* START *
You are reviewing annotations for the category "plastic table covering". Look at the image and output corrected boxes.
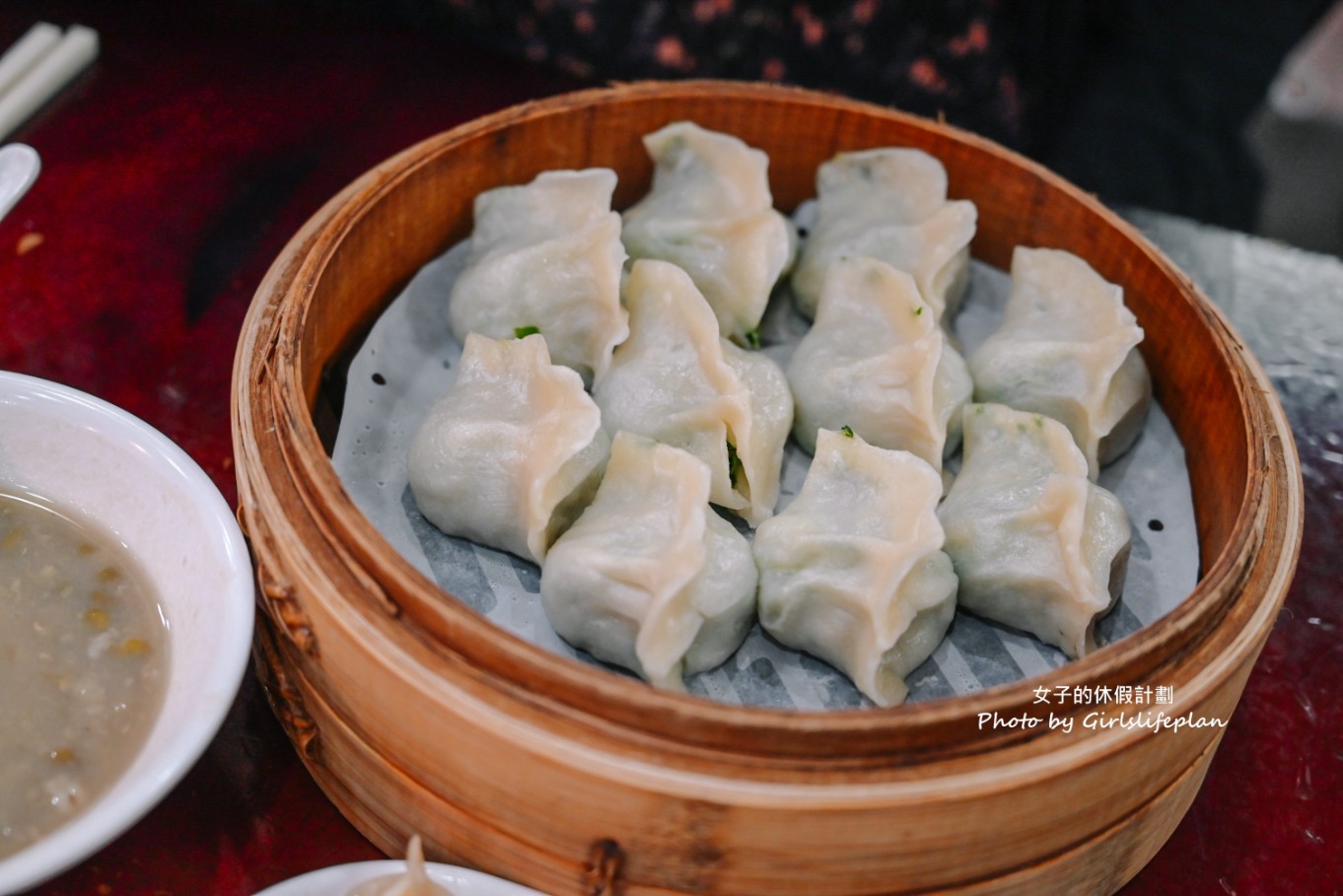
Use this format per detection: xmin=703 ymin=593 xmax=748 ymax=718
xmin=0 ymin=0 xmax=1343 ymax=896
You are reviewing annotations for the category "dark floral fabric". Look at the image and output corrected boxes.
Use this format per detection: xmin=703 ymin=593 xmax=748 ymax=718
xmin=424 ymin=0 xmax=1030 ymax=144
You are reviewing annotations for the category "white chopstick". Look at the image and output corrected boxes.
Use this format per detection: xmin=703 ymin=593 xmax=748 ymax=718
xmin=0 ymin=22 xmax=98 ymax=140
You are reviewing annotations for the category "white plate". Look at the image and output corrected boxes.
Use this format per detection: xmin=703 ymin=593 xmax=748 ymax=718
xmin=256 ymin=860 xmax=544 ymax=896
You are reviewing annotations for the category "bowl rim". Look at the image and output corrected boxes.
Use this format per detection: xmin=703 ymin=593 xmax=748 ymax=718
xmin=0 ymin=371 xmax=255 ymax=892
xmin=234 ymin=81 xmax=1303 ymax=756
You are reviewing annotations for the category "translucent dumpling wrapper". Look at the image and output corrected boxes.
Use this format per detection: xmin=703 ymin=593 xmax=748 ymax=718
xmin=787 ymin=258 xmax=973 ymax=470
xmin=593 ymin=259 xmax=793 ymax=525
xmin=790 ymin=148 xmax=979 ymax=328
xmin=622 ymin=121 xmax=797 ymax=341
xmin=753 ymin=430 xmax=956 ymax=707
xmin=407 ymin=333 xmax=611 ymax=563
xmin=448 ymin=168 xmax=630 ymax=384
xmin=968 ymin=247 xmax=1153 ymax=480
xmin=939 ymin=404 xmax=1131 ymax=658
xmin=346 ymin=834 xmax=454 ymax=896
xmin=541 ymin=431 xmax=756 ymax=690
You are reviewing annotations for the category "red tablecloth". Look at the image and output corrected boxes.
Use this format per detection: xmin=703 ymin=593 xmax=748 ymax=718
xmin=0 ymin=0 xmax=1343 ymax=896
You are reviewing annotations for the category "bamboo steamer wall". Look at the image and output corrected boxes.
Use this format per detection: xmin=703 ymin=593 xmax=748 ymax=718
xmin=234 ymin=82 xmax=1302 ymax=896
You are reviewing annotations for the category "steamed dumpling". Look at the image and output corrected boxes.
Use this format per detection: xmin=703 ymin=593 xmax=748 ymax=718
* END *
Can you retype every record above exactly, leaving out the pictures?

You are reviewing annotations for the category "plastic table covering". Look at the image and output corrected boxes.
Use this format per detection: xmin=703 ymin=593 xmax=748 ymax=718
xmin=0 ymin=0 xmax=1343 ymax=896
You are reviewing annotations for the category "dark floral fabric". Look at the image and output corrected boxes.
Use this format per detection: xmin=703 ymin=593 xmax=748 ymax=718
xmin=424 ymin=0 xmax=1030 ymax=144
You are reviewing annotations for the category "white chopstick". Look at the image and output corrected boxes.
Use this format per detection: xmin=703 ymin=593 xmax=748 ymax=718
xmin=0 ymin=22 xmax=98 ymax=140
You are reviewing annotations for the category "white plate". Look at the image and output corrected boxes.
Use this format per detection: xmin=703 ymin=593 xmax=748 ymax=718
xmin=256 ymin=860 xmax=544 ymax=896
You are reviewing annotations for the category "bowl rim". Look at the image and output corrected boxes.
Use this format per detection: xmin=703 ymin=593 xmax=748 ymax=718
xmin=0 ymin=371 xmax=255 ymax=892
xmin=234 ymin=81 xmax=1303 ymax=756
You are reviewing annotations for the category "translucent dumpling wrapper". Look at the image and output corrected boxes.
Use this format per detection: xmin=703 ymin=593 xmax=748 ymax=718
xmin=787 ymin=258 xmax=973 ymax=470
xmin=593 ymin=259 xmax=793 ymax=525
xmin=790 ymin=148 xmax=979 ymax=328
xmin=622 ymin=121 xmax=797 ymax=341
xmin=753 ymin=430 xmax=956 ymax=707
xmin=407 ymin=333 xmax=611 ymax=563
xmin=448 ymin=168 xmax=630 ymax=384
xmin=968 ymin=247 xmax=1153 ymax=480
xmin=939 ymin=404 xmax=1131 ymax=658
xmin=346 ymin=834 xmax=454 ymax=896
xmin=541 ymin=431 xmax=756 ymax=690
You are reviewing annotations for the category "red tablecloth". Look at the image and output corrected boxes.
Use this format per detection: xmin=703 ymin=593 xmax=748 ymax=718
xmin=0 ymin=0 xmax=1343 ymax=896
You are reviewing annotations for the category "bamboo steamer wall". Look at the image and output corrected boxes.
Use this format per detection: xmin=703 ymin=593 xmax=748 ymax=718
xmin=234 ymin=82 xmax=1302 ymax=896
You are reviewing annotations for the category "steamed dumpling". Look at the image and output corrected boxes.
Use this format per detection: xmin=703 ymin=593 xmax=748 ymax=718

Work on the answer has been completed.